» AVAILABLE DATA:
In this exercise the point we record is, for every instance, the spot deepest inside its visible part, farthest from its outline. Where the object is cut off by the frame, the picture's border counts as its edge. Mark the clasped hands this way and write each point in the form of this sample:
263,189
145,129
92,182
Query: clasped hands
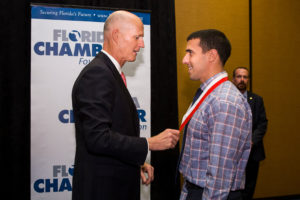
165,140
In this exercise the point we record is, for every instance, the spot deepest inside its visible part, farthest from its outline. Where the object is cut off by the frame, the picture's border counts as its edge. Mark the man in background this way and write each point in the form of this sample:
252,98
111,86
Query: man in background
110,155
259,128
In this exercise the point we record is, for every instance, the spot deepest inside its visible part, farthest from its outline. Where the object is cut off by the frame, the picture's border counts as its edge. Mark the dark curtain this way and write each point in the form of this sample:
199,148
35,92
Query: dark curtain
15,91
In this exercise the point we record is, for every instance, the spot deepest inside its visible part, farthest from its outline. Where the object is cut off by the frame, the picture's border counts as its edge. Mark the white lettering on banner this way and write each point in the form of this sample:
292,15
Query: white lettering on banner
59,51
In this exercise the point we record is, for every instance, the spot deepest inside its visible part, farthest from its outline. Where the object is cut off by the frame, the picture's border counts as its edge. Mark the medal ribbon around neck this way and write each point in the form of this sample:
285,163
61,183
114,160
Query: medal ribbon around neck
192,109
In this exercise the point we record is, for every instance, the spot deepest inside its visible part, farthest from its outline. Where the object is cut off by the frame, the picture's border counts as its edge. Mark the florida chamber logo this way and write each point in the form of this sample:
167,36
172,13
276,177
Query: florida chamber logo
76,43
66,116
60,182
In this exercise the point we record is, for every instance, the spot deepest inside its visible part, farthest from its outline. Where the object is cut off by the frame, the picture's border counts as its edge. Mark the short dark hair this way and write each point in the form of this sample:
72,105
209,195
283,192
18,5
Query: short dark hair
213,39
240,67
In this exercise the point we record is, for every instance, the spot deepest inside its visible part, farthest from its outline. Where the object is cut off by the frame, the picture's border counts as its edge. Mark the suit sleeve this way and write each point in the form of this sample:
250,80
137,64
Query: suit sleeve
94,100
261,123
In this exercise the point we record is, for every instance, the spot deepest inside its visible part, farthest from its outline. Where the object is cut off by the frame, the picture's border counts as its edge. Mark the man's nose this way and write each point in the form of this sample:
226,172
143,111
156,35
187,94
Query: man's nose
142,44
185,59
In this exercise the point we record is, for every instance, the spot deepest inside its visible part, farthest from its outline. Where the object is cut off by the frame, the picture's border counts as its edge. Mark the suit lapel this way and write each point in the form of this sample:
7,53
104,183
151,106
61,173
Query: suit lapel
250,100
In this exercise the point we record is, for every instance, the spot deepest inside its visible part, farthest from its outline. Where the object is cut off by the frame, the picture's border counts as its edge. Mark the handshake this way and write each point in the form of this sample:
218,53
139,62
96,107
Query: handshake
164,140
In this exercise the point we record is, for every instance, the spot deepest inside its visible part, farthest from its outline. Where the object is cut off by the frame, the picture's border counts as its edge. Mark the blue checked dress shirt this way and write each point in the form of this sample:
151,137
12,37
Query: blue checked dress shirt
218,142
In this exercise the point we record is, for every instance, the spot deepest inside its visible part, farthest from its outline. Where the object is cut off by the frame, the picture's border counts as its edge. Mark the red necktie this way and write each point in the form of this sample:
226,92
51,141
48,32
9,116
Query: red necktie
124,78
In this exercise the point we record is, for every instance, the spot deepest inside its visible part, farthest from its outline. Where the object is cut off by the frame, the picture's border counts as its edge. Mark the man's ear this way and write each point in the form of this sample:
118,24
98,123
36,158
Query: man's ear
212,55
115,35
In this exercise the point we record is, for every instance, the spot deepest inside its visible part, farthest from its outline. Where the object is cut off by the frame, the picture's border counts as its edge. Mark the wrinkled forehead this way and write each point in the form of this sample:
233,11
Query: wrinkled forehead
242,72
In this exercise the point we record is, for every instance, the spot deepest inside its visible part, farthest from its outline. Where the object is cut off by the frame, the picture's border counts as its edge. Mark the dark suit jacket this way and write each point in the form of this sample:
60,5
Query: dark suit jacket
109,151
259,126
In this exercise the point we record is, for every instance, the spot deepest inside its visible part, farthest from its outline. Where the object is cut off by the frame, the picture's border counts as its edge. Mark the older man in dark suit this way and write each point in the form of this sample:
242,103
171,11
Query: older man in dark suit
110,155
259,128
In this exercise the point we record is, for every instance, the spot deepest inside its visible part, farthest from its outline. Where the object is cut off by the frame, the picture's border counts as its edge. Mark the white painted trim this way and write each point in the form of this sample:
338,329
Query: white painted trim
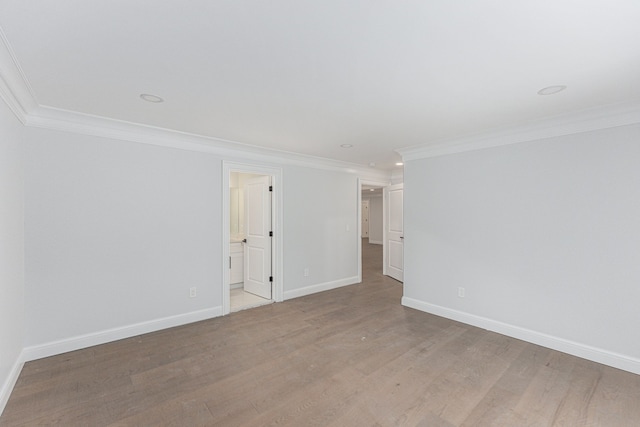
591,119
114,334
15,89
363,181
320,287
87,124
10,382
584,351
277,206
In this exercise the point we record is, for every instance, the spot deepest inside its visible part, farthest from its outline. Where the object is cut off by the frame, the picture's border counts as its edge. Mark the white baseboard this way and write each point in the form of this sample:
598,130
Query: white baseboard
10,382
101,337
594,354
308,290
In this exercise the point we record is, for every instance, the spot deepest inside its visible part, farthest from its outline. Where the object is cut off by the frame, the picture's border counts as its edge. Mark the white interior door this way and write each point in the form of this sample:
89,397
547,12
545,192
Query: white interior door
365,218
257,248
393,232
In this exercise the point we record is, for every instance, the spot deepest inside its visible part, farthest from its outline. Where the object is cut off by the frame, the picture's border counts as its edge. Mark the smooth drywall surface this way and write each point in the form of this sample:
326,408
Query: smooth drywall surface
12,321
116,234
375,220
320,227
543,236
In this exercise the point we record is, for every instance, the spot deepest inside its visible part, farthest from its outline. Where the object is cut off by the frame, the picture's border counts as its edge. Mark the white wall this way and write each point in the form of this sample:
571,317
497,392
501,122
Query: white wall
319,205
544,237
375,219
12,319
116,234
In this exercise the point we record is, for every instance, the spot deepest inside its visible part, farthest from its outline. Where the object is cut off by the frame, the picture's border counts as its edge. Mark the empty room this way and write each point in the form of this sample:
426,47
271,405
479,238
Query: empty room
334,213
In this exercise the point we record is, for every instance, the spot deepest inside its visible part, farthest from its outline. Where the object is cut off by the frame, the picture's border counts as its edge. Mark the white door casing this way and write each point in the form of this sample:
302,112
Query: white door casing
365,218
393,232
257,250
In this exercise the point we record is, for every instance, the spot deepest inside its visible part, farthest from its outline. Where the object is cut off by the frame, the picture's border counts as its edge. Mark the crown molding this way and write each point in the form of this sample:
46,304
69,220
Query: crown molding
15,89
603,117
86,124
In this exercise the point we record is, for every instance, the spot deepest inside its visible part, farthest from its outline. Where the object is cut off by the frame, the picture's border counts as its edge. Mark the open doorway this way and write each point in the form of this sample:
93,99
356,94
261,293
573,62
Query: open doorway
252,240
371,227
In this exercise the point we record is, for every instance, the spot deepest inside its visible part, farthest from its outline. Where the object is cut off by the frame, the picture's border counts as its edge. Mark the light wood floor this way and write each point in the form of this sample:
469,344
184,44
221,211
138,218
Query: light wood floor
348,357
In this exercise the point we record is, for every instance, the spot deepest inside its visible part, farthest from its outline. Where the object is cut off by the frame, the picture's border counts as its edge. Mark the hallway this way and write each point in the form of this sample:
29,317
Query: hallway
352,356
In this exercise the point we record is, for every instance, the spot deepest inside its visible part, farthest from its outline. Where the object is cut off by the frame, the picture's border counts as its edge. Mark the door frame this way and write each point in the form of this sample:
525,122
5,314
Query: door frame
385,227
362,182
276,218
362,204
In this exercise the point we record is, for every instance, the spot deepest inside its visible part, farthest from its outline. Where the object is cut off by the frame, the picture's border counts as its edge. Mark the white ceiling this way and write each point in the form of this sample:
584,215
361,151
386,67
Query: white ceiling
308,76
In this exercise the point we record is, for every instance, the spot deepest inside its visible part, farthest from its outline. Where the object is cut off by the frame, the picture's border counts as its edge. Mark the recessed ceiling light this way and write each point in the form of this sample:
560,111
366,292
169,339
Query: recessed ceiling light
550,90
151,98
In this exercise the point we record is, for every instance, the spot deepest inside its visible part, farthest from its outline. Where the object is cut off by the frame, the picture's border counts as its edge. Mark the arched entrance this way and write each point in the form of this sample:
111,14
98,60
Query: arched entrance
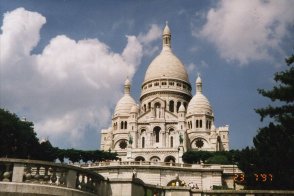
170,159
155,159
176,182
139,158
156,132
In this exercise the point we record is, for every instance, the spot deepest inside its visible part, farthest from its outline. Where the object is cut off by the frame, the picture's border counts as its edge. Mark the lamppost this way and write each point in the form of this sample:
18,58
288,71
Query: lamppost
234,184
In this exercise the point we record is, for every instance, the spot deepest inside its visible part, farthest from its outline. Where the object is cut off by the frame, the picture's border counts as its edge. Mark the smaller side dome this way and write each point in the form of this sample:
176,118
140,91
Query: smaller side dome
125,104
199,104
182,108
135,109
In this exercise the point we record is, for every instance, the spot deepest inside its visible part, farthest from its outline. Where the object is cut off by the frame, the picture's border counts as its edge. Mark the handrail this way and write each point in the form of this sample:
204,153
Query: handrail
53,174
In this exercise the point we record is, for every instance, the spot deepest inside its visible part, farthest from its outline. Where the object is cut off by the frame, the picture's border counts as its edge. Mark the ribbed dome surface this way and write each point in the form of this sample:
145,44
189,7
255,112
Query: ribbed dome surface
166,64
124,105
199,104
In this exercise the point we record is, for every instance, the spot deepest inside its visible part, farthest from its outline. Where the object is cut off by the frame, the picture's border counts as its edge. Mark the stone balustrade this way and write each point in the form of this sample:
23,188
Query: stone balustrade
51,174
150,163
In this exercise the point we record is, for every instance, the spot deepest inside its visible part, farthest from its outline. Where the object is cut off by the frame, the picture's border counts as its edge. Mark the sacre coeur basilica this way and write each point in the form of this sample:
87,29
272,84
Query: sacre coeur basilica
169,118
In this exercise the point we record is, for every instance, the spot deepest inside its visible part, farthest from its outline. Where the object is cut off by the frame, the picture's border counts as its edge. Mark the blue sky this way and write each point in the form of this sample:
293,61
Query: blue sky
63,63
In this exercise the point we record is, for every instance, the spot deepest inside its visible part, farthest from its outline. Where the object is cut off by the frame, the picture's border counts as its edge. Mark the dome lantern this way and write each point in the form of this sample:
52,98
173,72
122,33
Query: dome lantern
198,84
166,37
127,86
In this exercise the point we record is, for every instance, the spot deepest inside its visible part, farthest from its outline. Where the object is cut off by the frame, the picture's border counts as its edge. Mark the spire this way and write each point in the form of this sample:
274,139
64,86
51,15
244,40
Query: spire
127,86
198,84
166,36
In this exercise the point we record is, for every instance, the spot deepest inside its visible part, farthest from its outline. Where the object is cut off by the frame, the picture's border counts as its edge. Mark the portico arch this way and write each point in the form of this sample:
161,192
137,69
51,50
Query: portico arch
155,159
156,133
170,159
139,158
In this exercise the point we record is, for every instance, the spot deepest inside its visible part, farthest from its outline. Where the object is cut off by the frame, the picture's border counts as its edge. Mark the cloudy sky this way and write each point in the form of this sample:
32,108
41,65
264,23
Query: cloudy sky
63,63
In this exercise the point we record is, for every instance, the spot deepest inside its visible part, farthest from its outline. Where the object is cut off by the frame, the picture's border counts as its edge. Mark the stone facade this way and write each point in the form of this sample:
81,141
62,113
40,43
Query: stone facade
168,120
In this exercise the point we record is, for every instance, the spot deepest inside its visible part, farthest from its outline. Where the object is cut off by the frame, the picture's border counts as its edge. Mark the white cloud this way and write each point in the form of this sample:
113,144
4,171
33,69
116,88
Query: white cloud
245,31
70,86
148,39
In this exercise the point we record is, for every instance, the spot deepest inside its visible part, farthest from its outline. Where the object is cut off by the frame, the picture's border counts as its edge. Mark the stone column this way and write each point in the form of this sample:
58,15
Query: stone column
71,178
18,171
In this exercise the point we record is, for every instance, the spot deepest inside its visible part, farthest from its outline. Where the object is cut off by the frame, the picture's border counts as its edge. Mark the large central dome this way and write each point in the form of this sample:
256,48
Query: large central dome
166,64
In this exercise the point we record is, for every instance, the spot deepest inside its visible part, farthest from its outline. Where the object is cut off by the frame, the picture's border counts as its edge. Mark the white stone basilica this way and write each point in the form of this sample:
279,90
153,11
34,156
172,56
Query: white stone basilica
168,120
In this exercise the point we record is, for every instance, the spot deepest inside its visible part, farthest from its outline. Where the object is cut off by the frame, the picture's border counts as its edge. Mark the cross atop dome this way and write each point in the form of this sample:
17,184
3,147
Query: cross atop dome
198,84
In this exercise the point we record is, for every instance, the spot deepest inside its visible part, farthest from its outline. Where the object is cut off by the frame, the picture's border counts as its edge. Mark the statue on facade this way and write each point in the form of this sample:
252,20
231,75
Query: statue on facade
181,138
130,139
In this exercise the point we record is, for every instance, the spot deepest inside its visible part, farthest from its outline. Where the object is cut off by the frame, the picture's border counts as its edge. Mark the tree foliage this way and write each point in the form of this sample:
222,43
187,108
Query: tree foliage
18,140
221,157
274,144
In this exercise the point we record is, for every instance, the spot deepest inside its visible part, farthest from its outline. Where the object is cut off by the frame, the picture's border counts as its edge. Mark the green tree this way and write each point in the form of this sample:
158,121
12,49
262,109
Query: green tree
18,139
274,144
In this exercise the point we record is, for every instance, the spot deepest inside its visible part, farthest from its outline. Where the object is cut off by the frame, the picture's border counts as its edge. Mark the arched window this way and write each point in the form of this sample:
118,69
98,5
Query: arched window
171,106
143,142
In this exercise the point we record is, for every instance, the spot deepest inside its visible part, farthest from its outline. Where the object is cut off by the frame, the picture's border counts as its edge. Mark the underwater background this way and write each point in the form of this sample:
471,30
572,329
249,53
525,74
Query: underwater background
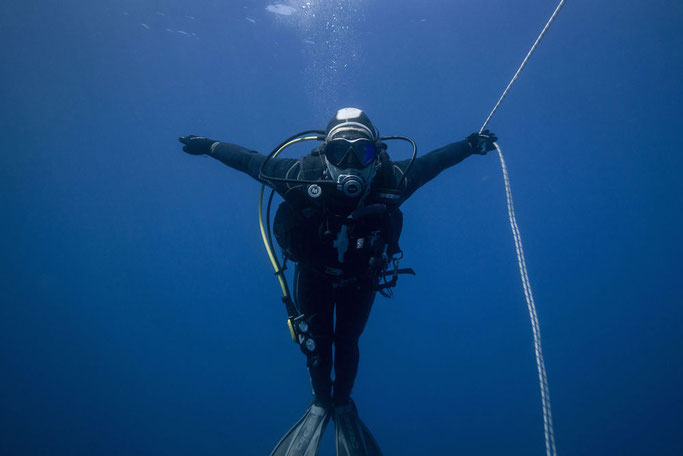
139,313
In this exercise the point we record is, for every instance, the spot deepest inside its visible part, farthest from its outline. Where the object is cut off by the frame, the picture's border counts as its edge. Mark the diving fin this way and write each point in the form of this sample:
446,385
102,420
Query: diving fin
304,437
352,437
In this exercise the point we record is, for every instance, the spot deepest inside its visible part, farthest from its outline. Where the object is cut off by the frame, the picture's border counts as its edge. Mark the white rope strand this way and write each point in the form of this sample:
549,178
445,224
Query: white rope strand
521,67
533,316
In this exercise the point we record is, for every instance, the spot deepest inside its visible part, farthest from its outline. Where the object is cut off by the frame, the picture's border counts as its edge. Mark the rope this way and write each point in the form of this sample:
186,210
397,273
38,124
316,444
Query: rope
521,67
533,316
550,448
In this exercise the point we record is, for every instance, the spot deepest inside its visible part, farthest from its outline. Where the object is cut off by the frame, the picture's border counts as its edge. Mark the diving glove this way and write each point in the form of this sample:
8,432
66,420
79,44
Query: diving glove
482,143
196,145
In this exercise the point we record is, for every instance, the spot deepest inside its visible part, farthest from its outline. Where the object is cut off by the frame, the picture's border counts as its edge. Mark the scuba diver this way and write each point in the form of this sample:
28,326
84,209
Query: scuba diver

» WHAT IS ASKED:
Locate "the diving fin" in the material, then quote the line that contains it and all lines after it through the final one.

» ANSWER:
In this exercise the point we record is, for every instance, the spot deepest inside its visible part, farthest from its outline. Where the object is cut off by the frame, the picture's border counts as its edge. Mark the diving fin this way and write each point in the form of this sample:
446,385
102,420
Query: diving fin
304,437
352,437
In this exercise the point we record is, for every instance, the spot deepest inside its visible part, farthest from its outline. Where the object is cut off by the frame, the picture's border counts as its edge. Mark the white rope strand this way and write each point in the form of this sample:
549,178
445,224
Query: white rope strand
521,67
533,316
In this exercise the point we record is, for every instance, the spot deepest inside its visible part, farthest from its outline. Where the object is cut off by the frame, the picture's border counts as its edge. Mark the rope this way and write each point in the form of this sample:
186,210
397,273
38,124
316,444
Query: rope
521,67
533,316
550,448
In this exercise the point we record is, for every instance, the spot deepest inside its visible part, farthest from its outline. Where the object is cut off by the frame, the picture's border counts as its edge. Mark the diving glove this way and write each point in the form of this sample:
8,432
66,420
79,44
Query: diving glove
482,143
196,145
In this exercise the point we record is, for every instance, the spot deepest inside its visible part, farthest from its outline. Where the object is cut off by the frame, the picture's border counts as its edge. Mark the scuba diver this way and write each point in the form of this sample:
28,326
84,209
Query: scuba diver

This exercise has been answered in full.